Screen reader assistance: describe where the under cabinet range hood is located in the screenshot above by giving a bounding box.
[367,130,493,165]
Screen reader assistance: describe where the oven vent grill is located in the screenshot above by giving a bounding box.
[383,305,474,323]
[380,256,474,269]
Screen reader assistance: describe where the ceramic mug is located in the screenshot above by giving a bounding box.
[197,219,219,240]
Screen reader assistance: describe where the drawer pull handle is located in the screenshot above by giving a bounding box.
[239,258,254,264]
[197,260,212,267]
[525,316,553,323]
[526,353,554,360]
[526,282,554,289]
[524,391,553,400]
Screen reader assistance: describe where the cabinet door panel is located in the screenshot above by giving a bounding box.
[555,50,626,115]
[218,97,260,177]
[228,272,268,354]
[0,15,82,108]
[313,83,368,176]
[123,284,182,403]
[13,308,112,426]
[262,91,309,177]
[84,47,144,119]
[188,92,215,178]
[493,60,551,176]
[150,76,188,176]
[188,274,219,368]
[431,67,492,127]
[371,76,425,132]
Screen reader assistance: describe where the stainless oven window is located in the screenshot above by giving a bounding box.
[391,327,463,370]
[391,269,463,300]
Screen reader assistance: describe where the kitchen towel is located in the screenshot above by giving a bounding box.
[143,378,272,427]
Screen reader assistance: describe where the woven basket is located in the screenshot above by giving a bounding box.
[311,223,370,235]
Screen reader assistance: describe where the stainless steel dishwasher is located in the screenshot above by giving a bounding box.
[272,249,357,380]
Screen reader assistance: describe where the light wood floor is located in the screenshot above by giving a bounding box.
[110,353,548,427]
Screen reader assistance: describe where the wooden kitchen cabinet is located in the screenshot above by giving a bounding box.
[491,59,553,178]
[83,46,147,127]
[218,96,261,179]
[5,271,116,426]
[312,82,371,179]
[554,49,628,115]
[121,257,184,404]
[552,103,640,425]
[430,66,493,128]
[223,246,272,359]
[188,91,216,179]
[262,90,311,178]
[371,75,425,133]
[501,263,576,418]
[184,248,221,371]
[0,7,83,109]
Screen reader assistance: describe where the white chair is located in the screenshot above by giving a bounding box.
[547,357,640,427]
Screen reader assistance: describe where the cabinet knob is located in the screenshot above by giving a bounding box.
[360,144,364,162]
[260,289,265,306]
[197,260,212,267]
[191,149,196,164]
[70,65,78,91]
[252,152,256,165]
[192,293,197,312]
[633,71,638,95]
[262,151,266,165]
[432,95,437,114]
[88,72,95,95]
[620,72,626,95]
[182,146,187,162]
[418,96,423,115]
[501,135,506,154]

# # # #

Give every record again, exactly as it appears.

> **Problem solution**
Screen reader assistance: describe where the under cabinet range hood is located in the screenshot above by giving a bounding box.
[367,130,493,165]
Screen reader assistance: describe where the oven vent grill is located in the screenshot above by giving a bounding box.
[383,305,474,323]
[380,256,474,269]
Screen reader assistance: describe where the ceramic mug is located in the screenshot above by giving a bounding box.
[197,219,219,240]
Screen reader assistance: describe where the drawer pull handle is located in the screenshot above by giving a bounding box.
[239,258,254,264]
[197,260,212,267]
[525,316,553,323]
[526,353,554,360]
[526,282,554,289]
[524,391,553,400]
Screen reader assistance: describe where the cabinet door panel is located in the screenshot above by giving a bounding box.
[555,50,626,115]
[218,97,260,177]
[228,272,268,354]
[0,15,82,108]
[313,83,368,176]
[123,284,182,403]
[13,308,112,426]
[262,91,309,177]
[84,47,144,119]
[188,92,215,178]
[493,60,551,176]
[150,76,188,176]
[188,274,219,368]
[431,67,492,127]
[371,76,425,132]
Screen reader assistance: describe where the stainless oven window is located in the screenshot above by giving a bounding box.
[391,327,463,370]
[391,269,463,300]
Screen reader assistance: describe where the kitchen towel is located in the screenshot above by giving a bounding box.
[143,378,272,427]
Screen reader assistance: describe where the woven basket is located in the screenshot above by giving a bounding box.
[311,223,370,235]
Screen reader assistance: describe where the stainless steel dishwasher is located in the screenshot above by giving a bounding box.
[272,249,357,380]
Screen reader assistance: describe where the light wood floor is located in the screenshot above by giving a bounding box.
[110,353,548,427]
Screen reader assistance: describe where the wooden kitchen cabinet is located in the screenshot above by giving a bounding box.
[491,59,553,178]
[83,46,147,127]
[218,96,261,179]
[5,271,116,426]
[312,82,371,179]
[554,49,628,115]
[121,257,184,404]
[552,103,640,425]
[430,66,493,128]
[223,246,272,359]
[188,91,216,179]
[262,90,311,178]
[371,75,425,133]
[501,263,576,418]
[184,248,221,371]
[0,7,83,109]
Screen reader assistance: describe where the white chair is located in the screenshot above by giving a bounding box.
[547,357,640,427]
Screen reader assistance: describe where the cabinet knob is located in the screenshot above by giving a bounding box.
[360,144,364,162]
[260,289,265,306]
[197,260,212,267]
[191,149,196,164]
[70,65,78,91]
[252,152,256,165]
[192,293,197,312]
[633,71,638,95]
[262,151,266,165]
[432,95,437,114]
[88,72,95,95]
[620,72,626,95]
[182,146,187,162]
[418,96,423,115]
[501,135,506,154]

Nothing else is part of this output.